Requirement: Render the stretch of rows below as a numbered list, from the line containing "Where can the boat canopy" through the last line of the rows, leaving out any blank lines.

Extracted entries:
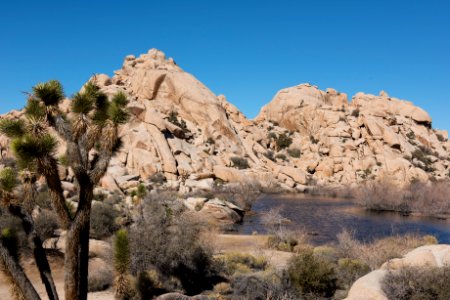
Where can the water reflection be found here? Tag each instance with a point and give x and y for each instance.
(324, 218)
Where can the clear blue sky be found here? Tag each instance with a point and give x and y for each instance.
(247, 50)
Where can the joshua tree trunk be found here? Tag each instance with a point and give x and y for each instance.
(77, 247)
(17, 275)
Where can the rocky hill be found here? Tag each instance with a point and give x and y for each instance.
(183, 134)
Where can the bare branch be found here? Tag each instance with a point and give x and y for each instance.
(38, 251)
(17, 275)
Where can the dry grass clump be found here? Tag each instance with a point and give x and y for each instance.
(242, 263)
(312, 274)
(172, 245)
(379, 251)
(418, 283)
(280, 238)
(418, 197)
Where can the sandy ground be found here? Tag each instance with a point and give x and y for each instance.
(222, 243)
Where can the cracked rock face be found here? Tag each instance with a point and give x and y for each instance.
(181, 130)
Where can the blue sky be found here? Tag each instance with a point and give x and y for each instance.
(247, 50)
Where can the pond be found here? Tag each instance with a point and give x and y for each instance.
(323, 218)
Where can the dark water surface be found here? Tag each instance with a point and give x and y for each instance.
(324, 218)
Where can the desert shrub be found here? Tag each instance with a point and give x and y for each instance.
(312, 275)
(422, 155)
(355, 113)
(242, 263)
(103, 221)
(140, 191)
(349, 270)
(46, 223)
(281, 238)
(173, 118)
(294, 152)
(122, 260)
(281, 156)
(157, 178)
(313, 140)
(239, 162)
(270, 155)
(418, 283)
(377, 252)
(263, 287)
(272, 135)
(99, 279)
(172, 245)
(411, 135)
(440, 137)
(283, 141)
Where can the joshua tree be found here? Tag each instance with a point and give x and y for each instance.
(90, 134)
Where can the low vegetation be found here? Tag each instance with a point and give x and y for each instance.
(427, 199)
(418, 283)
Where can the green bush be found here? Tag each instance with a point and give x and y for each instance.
(312, 275)
(294, 152)
(239, 162)
(173, 118)
(157, 178)
(103, 221)
(418, 283)
(411, 135)
(441, 138)
(270, 155)
(283, 141)
(242, 263)
(172, 245)
(355, 113)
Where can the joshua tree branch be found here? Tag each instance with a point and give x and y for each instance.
(38, 251)
(17, 275)
(100, 166)
(56, 191)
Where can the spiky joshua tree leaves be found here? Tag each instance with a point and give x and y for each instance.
(90, 133)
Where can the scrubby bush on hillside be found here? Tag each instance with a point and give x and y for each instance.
(242, 263)
(103, 220)
(172, 245)
(441, 138)
(310, 274)
(263, 287)
(239, 162)
(294, 152)
(281, 156)
(283, 141)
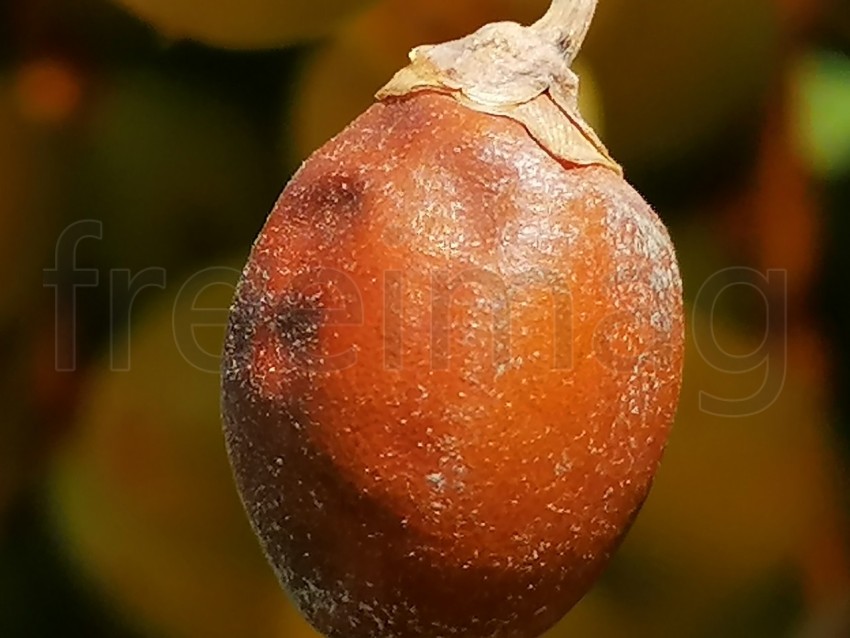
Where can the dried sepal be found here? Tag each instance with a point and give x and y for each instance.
(510, 70)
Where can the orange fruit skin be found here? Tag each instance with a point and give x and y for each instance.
(449, 375)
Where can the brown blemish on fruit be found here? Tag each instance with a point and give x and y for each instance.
(328, 202)
(297, 324)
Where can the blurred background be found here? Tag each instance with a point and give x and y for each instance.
(142, 143)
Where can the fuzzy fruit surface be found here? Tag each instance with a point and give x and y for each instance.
(449, 374)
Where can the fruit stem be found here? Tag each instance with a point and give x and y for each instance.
(567, 23)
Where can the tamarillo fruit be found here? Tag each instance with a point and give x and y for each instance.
(455, 351)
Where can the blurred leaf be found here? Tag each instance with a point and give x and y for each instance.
(823, 80)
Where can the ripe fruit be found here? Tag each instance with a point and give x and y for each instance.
(247, 24)
(455, 351)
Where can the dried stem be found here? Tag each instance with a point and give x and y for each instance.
(567, 22)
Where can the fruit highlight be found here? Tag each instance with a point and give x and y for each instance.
(455, 352)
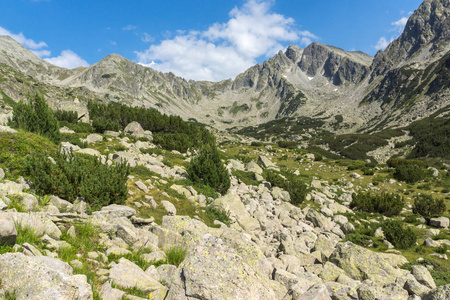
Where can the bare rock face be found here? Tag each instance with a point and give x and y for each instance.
(41, 278)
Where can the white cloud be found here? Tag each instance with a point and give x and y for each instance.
(382, 43)
(147, 38)
(42, 53)
(68, 59)
(129, 27)
(29, 43)
(225, 49)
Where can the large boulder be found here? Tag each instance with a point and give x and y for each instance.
(213, 271)
(8, 233)
(360, 263)
(39, 278)
(128, 275)
(232, 203)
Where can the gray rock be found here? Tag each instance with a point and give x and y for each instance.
(360, 263)
(30, 202)
(109, 293)
(8, 233)
(142, 186)
(169, 207)
(126, 274)
(41, 278)
(439, 293)
(423, 276)
(266, 163)
(116, 211)
(316, 292)
(94, 138)
(441, 222)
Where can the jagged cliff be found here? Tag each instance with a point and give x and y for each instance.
(406, 81)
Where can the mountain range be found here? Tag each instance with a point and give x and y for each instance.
(409, 80)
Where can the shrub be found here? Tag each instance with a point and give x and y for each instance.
(384, 203)
(409, 173)
(208, 169)
(427, 206)
(67, 116)
(36, 116)
(395, 233)
(287, 144)
(219, 214)
(75, 175)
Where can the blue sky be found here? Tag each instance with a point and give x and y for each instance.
(198, 39)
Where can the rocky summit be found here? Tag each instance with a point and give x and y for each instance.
(319, 174)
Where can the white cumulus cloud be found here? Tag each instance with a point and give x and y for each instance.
(225, 49)
(68, 59)
(382, 43)
(29, 43)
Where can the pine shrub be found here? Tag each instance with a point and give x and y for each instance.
(208, 169)
(384, 203)
(36, 116)
(428, 206)
(76, 175)
(395, 233)
(409, 173)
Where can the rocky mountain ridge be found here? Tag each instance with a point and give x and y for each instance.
(318, 80)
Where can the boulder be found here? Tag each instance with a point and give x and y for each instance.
(8, 233)
(169, 207)
(439, 293)
(441, 222)
(94, 138)
(232, 203)
(128, 275)
(360, 263)
(217, 272)
(33, 277)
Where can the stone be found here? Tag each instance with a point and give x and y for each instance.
(316, 292)
(41, 278)
(169, 207)
(30, 202)
(154, 256)
(8, 233)
(94, 138)
(142, 186)
(265, 162)
(107, 292)
(128, 275)
(116, 211)
(441, 222)
(423, 276)
(330, 272)
(439, 293)
(360, 263)
(216, 272)
(232, 204)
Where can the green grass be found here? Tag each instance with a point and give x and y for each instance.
(175, 255)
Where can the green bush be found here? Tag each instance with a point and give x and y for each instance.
(36, 116)
(395, 233)
(384, 203)
(66, 116)
(76, 175)
(409, 173)
(428, 206)
(208, 169)
(218, 213)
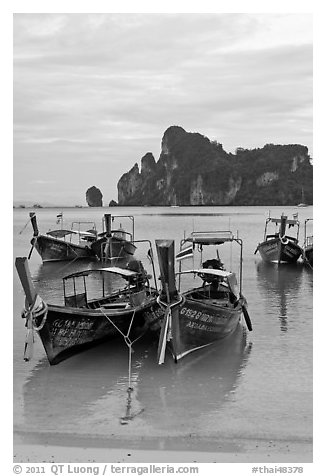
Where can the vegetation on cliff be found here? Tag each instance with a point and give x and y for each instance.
(192, 170)
(94, 197)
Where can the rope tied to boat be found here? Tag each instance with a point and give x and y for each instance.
(284, 240)
(129, 416)
(31, 313)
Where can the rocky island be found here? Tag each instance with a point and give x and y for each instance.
(94, 197)
(192, 170)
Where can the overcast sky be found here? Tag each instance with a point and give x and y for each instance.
(94, 92)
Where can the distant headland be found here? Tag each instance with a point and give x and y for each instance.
(192, 170)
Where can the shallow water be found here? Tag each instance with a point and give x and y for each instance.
(254, 385)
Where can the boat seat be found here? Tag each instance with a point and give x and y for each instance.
(115, 305)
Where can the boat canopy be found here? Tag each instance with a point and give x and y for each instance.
(210, 237)
(213, 272)
(62, 233)
(59, 233)
(230, 277)
(125, 273)
(279, 220)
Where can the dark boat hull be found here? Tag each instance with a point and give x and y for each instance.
(308, 255)
(68, 331)
(53, 249)
(113, 248)
(195, 325)
(279, 252)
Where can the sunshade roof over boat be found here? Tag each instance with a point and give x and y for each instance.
(210, 271)
(210, 237)
(62, 233)
(59, 233)
(278, 221)
(125, 273)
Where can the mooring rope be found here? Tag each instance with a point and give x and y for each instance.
(128, 416)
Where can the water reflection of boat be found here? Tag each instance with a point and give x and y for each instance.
(279, 285)
(178, 395)
(69, 398)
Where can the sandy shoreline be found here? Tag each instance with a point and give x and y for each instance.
(87, 450)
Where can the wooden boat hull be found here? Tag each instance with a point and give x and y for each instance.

Written answer:
1. Where can the boat canopy be found here? Tag each instance with a point and give x and y for each instance.
2. (210, 237)
3. (213, 272)
4. (62, 233)
5. (59, 233)
6. (230, 277)
7. (125, 273)
8. (279, 220)
9. Where can the dark boat hull be found here? Tag each instance with a point and give x and y for each instance.
10. (308, 255)
11. (68, 331)
12. (53, 249)
13. (113, 248)
14. (195, 325)
15. (279, 252)
16. Where can the sunshade roof over boat be found here? Tag each instance with a point and give x and y for each instance.
17. (210, 271)
18. (210, 237)
19. (62, 233)
20. (59, 233)
21. (278, 221)
22. (125, 273)
23. Where can the mooring rope be found here? Tag each instance with a point and give x and y for each instance.
24. (128, 416)
25. Where can the water reflection of boat be found here? Tag each instance with a point and give x and y for each instance.
26. (279, 285)
27. (178, 395)
28. (69, 398)
29. Where can the sandy shoreline be found here? Tag each instance with a point and give x and y for each instance.
30. (87, 450)
31. Where can the wooden boat hull be found here? Tag each instance with a point and give x and y for each instance.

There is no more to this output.